READING TEXT
-- Begin --

Seeing the big picture

28 October 2013

Written by: James Gray-Foster

Nine games into the Premier League season and the Red Devils have produced their worst start to a season since 1989.

The club’s new manager David Moyes has at times been solely criticised for its poor start. Many pundits are already questioning whether he was the appropriate successor to Sir Alex Ferguson.

But this is both unfair and shortsighted. Moyes may well be part of the problem, but there are more significant issues at hand for United.

For starters, it is lacking four or five world-class players.

It seems like a strange call given that the club won the Premier League title last season, and was runner-up the year before that.

If it wasn’t for Sir Alex Ferguson’s squad rotations, tactical aptitude, fiery intensity and let’s face it, an occasional nag of the fourth-official, United would not have had the same success over the last half a decade.

Moyes’s inability to acquire world-class players in the summer was the straw that broke the camel’s back.

United finds itself requiring a central defender, a left fullback, a world-class wide player and a dynamic box-to-box midfielder at the very least.

At centre-back United still has Nemanja Vidic on its books – one of the finest in the Premier League – but he lacks a dependable partner in crime. Rio Ferdinand is not the viable starting option he once was.

The two arguably made up the best central defensive partnership in the league from 2007 to 2010, however now approaching 35, Ferdinand’s lack of foot-speed has been exploited on more than one occasion – in the last few seasons particularly.

Phil Jones, Johnny Evans and Chris Smalling are all excellent prospects at the heart of defence, with Jones, 21, undoubtedly the pick of the bunch.

Despite this, the trio have not put in shifts that warrant extensive first-team selection thus far. The fact that Jones is United’s on field handy-man is evidence of that.

-- End --

DATA
-- Begin --

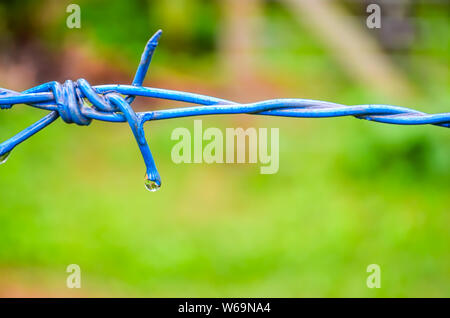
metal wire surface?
[0,30,450,191]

-- End --

Print everything in the article about United's poor start from "Written by: James" down to "Sir Alex Ferguson.", word for word. Leave the listing out of this work entirely.

THE COMPLETED TASK
Written by: James Gray-Foster

Nine games into the Premier League season and the Red Devils have produced their worst start to a season since 1989.

The club’s new manager David Moyes has at times been solely criticised for its poor start. Many pundits are already questioning whether he was the appropriate successor to Sir Alex Ferguson.